Arts Commentary: “Hamilton” — Streaming on Disney Plus,  Feeling Like You’re in the Room Where it Happened.

By Glenn Rifkin

The opportunity to see the culture-changing Broadway phenomenon Hamilton on Disney Plus sucked up all the arts oxygen over the Fourth of July weekend.

A scene from Disney Plus’s Hamilton.

In the midst of the pandemic-induced streaming frenzy of the past five months, the main topic of conversation on most Zoom calls seems to focus on what is worth watching to save us from losing our minds. Just when we’re getting down to the dregs (Space Force anyone?), along comes a transcendent viewing experience that rumbles the landscape. The opportunity to see the culture-changing Broadway phenomenon Hamilton on Disney Plus sucked up all the arts oxygen over the Fourth of July weekend. And this was one of the rare occasions where the hype — and there’s never been a show more hyped than Hamilton — was met and surpassed.

This show, about the life and times of Alexander Hamilton, is a work of genius by Lin-Manual Miranda that took Broadway by storm when it opened in February, 2015. I need not offer another review of this hip-hop history lesson that single-handedly thrilled theater goers, took home a truckload of Tony Awards (11), a Pulitzer Prize, and recalibrated ticket pricing on Broadway forever. By early this year, it had grossed $500 million, had three touring companies, and productions in London and Chicago. The cast album has been on the Billboard 200 chart for 246 weeks.

For those who shelled out four-figures per ticket to see this brilliant musical, there was nary a whimper of upset that they’d overspent. Yes, it was distressing that the show priced itself out of the orbit of most theater lovers, or forced us to pony up a year’s worth of arts tickets for a single event. My wife and I saw it in Boston, with the touring company, sitting up in the thin air of the mezzanine, and were thrilled.

But for all that, the majority of theater lovers never got close to seeing the show. Tickets were like hen’s teeth and they felt out of reach. All of which makes this offering from Disney Plus perhaps the greatest bargain in modern theater history. For a subscription fee of $6.99 per month (which can be canceled at any time), viewers get Hamilton, a beautifully directed version of an actual live performance from 2016 with the original cast.

Miranda, not just a creative genius but a savvy businessman, had the film made just weeks before the original cast was heading for the exit. It was finished and then locked away in a vault with the idea that it would be shown in theaters five or six years later. In 2019, Disney paid a record $75 million for the rights to the film, and planned to release it in theaters in October 2021. When the pandemic set in, Robert Iger, Disney’s chairman who had pushed hard for the film rights, suggested to Miranda that they bring it out now via Disney Plus. At first Miranda and the show’s producers refused, but as they realized that Broadway was not going to reopen this year, they changed their minds. Miranda told the New York Times, “I’m getting messages every day from folks who had tickets to Hamilton and can’t go because of the pandemic, so moving up the release so everyone could experience it this summer felt like the right move.”

■ ■ ■

ACTIVITIES:
1/ For the Hamilton commentary, decide whether each statement below agrees with it. Answer yes or no for each, and quote the exact words that settle it. (a) The streamed film was recorded during a live performance in 2016 with the original cast. (b) Disney first planned to release the film in theaters in October 2020. (c) The writer saw the show on Broadway.
2/ Continue the Hamilton commentary from the end of its last paragraph.

Image point grounding data
■ ■ ■

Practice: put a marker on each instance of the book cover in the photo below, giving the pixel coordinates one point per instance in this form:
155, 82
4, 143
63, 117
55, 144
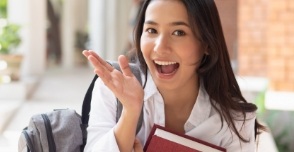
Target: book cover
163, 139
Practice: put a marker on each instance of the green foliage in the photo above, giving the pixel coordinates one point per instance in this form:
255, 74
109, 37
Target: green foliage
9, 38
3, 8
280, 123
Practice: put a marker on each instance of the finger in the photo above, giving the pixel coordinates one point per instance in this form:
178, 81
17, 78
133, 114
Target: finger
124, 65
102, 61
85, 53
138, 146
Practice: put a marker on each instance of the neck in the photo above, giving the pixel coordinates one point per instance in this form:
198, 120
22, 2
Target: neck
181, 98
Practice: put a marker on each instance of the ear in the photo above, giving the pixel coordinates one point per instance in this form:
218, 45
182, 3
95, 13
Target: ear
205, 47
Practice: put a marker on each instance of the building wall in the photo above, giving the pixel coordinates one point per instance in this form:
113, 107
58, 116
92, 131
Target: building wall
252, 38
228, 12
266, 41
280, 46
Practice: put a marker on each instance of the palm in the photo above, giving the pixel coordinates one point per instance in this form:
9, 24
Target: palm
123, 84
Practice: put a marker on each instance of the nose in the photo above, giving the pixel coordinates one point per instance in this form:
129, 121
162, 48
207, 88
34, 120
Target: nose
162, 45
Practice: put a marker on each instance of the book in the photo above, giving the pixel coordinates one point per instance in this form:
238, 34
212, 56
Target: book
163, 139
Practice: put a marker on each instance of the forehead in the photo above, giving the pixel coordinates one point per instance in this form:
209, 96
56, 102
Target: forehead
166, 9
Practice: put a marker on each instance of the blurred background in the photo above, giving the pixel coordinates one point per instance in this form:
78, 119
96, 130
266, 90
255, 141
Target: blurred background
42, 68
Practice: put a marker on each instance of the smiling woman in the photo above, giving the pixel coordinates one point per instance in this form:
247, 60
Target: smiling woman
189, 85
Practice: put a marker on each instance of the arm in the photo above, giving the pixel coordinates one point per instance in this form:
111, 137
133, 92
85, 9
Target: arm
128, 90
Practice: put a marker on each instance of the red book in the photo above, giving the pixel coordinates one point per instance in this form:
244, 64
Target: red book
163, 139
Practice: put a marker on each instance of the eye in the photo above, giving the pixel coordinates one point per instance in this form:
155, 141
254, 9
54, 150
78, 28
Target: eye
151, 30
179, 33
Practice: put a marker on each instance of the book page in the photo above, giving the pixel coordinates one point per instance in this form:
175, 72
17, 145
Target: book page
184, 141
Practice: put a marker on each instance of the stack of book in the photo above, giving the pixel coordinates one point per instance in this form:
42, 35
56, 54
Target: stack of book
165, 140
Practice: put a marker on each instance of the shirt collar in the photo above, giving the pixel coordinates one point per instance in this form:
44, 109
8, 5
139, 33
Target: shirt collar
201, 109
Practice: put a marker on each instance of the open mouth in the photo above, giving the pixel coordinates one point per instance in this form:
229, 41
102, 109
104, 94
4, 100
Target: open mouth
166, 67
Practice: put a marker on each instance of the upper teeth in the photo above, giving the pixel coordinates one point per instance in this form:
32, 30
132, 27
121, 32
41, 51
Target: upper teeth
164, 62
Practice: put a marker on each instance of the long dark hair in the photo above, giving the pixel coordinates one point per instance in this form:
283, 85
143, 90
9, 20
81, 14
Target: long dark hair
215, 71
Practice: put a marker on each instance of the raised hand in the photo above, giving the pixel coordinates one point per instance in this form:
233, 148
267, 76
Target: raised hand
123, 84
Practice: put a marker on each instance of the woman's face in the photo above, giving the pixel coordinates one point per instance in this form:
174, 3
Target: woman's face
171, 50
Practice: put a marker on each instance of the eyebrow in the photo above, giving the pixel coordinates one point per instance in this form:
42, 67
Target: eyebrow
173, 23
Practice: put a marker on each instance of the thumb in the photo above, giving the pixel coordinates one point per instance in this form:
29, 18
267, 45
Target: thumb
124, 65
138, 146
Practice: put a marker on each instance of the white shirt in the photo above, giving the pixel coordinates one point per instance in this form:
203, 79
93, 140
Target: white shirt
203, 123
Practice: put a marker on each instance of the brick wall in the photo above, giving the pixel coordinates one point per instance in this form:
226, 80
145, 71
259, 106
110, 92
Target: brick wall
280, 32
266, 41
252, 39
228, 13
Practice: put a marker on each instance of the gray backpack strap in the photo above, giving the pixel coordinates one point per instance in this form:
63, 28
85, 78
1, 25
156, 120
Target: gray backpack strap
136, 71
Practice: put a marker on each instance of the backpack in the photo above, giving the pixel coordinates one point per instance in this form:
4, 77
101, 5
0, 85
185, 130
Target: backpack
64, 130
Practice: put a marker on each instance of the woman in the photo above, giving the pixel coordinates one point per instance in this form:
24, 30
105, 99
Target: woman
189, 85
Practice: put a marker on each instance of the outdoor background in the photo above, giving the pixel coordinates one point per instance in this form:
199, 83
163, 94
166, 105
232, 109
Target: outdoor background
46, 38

■ ■ ■

RESPONSES PER TASK:
1/
(a) Yes: "a beautifully directed version of an actual live performance from 2016 with the original cast."
(b) No: "planned to release it in theaters in October 2021."
(c) No: "My wife and I saw it in Boston, with the touring company"

2/
Undoubtedly, he’s rich as Croesus from the show already, so no weeping is necessary for his bank account. The Disney payday might be equal to (let’s say) a year’s worth of royalties or more for him. But still, this is an act of selfless patriotism for a stressed-out, angry nation, coping with multiple problems without obvious solutions: an insidious virus, a deranged buffoon of a president, the Black Lives Matter protests, and other debilitating realities intensifying our national anguish. The timing couldn’t be more perfect.

Sure, you lose the immediacy of a live theater-going experience, which is unique and intimate. But this is as close to the real thing as you can get. You really feel like you’re in the room where it happened. The film was shot over two performances in June, 2016 with nine cameras strategically placed around the theater. Close-ups were shot on stage between the two performances. It was directed brilliantly by Thomas Kail, who was also at the helm of  the stage production. “I wanted to create a document that could feel like what it was to be in the theater at that time,” Kail told the New York Times.

It is seamlessly edited to provide the feeling of the choreography sweeping across the stage, interspersed with close-ups of each actor’s emotional performance. Even front-row orchestra seats won’t give you this intimate a view. Having seen it in the theater, this film was the perfect bookend to the experience. I honestly can’t name a single performer from the touring company, but this cast, with the superb Leslie Odom Jr. as Aaron Burr, Miranda as Hamilton, Phillipa Soo as Eliza Hamilton, Renée Elise Goldsberry as Angelica Schuyler, Christopher Jackson as George Washington, Daveed Diggs as Lafayette and Thomas Jefferson, Okieriete Onaodowan as Hercules Mulligan and James Madison, and Jonathan Groff as King George III, put their indelible stamp on this show.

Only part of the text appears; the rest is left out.